§ Requirements:
Only the lines from the one containing "For every instance of the wet" through the end of the data below should be copied, each exactly as written and with both ends kept.
::::::::
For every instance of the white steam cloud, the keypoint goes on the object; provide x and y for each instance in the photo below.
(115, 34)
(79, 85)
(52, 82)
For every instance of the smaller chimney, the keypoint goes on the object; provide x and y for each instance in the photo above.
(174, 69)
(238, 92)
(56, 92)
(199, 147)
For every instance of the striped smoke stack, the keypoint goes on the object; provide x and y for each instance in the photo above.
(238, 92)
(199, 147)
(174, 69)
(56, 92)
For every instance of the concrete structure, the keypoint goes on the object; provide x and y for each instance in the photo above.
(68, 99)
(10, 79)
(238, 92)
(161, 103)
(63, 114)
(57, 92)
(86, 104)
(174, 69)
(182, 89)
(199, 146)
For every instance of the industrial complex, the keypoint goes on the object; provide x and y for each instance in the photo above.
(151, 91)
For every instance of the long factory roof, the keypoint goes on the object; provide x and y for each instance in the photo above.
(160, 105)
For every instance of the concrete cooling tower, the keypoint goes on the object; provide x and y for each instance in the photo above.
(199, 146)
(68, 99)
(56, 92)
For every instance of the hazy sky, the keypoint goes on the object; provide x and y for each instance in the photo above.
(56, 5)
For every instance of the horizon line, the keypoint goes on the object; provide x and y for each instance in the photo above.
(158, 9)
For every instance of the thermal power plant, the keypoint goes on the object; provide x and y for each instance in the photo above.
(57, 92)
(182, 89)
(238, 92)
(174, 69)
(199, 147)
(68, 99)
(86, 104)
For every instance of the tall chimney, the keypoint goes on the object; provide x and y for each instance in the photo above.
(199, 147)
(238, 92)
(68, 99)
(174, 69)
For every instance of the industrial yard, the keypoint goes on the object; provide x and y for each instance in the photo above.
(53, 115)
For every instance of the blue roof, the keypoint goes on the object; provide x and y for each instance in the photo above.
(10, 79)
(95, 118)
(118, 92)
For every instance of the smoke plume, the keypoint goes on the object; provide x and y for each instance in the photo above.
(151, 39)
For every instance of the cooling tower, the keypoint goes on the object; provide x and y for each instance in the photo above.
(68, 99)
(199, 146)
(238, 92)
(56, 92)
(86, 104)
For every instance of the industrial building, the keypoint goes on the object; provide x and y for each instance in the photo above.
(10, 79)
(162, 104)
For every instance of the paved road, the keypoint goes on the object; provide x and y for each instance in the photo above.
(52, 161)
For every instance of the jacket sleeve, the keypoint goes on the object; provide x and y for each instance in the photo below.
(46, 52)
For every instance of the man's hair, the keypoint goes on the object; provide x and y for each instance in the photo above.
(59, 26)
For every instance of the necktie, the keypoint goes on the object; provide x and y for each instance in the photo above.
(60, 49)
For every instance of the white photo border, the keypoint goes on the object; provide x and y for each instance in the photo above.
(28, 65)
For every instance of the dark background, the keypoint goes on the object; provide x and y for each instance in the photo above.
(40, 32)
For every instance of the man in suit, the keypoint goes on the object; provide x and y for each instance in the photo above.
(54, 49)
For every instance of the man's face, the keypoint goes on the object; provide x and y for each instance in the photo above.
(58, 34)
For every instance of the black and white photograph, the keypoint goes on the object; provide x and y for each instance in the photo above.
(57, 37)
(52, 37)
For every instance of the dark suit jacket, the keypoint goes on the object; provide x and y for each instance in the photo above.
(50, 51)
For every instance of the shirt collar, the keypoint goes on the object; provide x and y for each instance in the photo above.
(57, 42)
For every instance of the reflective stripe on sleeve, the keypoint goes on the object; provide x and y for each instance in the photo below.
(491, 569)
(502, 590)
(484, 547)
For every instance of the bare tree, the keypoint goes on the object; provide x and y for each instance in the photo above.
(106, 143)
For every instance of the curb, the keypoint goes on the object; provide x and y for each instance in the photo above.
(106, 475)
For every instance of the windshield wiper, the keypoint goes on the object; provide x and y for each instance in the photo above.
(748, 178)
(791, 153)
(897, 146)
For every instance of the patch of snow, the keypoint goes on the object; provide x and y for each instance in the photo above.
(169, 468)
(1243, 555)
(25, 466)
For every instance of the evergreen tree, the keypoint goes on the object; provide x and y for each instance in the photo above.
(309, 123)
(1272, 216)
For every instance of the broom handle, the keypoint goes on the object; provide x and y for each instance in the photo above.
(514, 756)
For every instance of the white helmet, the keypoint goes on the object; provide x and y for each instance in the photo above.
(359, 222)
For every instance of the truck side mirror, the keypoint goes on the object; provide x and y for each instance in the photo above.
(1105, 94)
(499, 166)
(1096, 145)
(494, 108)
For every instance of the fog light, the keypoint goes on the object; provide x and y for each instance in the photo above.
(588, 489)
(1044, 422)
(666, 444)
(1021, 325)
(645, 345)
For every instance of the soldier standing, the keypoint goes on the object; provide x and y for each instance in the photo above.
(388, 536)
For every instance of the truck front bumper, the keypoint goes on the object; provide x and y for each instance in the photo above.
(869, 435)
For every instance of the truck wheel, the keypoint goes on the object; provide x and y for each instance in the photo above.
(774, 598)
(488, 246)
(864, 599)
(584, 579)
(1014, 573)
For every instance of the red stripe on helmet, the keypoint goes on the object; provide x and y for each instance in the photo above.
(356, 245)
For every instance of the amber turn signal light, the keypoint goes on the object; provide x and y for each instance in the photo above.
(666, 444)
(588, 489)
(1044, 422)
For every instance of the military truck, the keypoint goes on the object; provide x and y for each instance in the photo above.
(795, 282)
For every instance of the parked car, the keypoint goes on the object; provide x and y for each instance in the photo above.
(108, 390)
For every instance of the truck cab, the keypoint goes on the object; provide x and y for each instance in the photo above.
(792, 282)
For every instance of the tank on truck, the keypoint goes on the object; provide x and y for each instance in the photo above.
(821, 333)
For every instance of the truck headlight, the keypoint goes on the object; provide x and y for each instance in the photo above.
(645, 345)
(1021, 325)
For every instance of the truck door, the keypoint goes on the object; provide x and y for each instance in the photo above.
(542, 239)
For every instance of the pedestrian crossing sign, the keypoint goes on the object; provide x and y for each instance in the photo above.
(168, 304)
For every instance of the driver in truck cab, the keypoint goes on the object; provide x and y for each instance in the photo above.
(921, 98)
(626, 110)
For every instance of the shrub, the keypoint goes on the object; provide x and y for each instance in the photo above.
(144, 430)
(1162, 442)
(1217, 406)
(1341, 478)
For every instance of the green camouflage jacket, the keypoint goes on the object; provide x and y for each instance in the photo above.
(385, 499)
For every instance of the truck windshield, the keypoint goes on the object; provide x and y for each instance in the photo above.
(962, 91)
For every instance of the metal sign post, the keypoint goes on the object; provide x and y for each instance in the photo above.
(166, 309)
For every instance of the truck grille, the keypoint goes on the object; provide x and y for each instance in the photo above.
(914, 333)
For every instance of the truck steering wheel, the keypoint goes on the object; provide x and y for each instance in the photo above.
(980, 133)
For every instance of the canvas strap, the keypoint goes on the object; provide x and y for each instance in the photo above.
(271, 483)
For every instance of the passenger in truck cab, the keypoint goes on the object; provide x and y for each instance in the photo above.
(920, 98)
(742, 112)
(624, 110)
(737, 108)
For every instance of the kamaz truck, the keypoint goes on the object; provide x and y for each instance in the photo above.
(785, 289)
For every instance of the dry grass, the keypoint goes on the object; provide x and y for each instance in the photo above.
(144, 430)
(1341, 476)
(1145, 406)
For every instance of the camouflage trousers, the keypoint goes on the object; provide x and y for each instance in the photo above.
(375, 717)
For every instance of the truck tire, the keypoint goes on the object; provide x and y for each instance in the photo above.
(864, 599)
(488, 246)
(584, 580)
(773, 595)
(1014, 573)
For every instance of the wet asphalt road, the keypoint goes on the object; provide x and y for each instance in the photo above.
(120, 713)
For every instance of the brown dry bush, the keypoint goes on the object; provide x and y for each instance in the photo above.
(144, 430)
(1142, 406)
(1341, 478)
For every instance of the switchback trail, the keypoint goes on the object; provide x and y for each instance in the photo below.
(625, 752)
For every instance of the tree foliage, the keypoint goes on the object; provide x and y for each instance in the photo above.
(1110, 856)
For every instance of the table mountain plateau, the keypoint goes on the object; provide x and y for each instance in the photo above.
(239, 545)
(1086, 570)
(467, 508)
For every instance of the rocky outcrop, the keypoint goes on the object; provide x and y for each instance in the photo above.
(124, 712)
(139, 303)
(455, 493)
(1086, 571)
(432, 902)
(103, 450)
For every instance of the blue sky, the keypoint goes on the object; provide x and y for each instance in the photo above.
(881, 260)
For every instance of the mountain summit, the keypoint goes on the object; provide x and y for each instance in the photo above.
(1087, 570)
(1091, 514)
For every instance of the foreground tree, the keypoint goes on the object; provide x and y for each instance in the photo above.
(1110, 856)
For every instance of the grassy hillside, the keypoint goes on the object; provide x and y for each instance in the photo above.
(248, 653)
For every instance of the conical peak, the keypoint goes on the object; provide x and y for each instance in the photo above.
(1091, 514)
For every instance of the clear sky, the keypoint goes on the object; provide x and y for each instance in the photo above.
::::::::
§ Solution:
For every instance of the wet asphalt road, the keypoint goes on the object; provide x and y for each instance in the photo above.
(120, 713)
For every instance of the brown dry bush, the keypoint goes on the object; provide x and y for each instance in the photo above.
(144, 430)
(1142, 406)
(1341, 478)
For every instance of the switchback trail, the keypoint goes on the object; provide x and y for each instance in the photo below.
(625, 752)
For every instance of the tree foliage, the keypoint goes on the object; provide x and y for each instance in the photo above.
(1110, 856)
For every instance of the table mountain plateau, the keypoint goes on the object; provide x and y for each instance in the photo above.
(239, 545)
(1086, 570)
(467, 508)
For every instance of the rocky outcrop, the keypoint goes on the object; provide x and y for each instance in the photo above.
(124, 712)
(139, 303)
(455, 493)
(1086, 571)
(432, 902)
(103, 450)
For every instance of the blue sky, the keypoint goes on the object; provide x and y for each instance in the photo above.
(881, 260)
For every instance of the mountain summit, the keypoint goes on the object; provide x and y for each instance in the photo above.
(1087, 570)
(1091, 514)
For every instance of the foreground tree, the keypoint goes on the object; provide x and y for each instance in the photo above.
(1110, 856)
For every instance of the grassy hillside, the keypoint goes on the object; provide x and y for each instance in the photo above.
(248, 653)
For every instance of the conical peak, the keypoint goes on the object; provide x and y for each instance in the photo above.
(1091, 514)
For every instance of the clear sky, the keypoint goes on the object; provide x and y for each instance in the photo above.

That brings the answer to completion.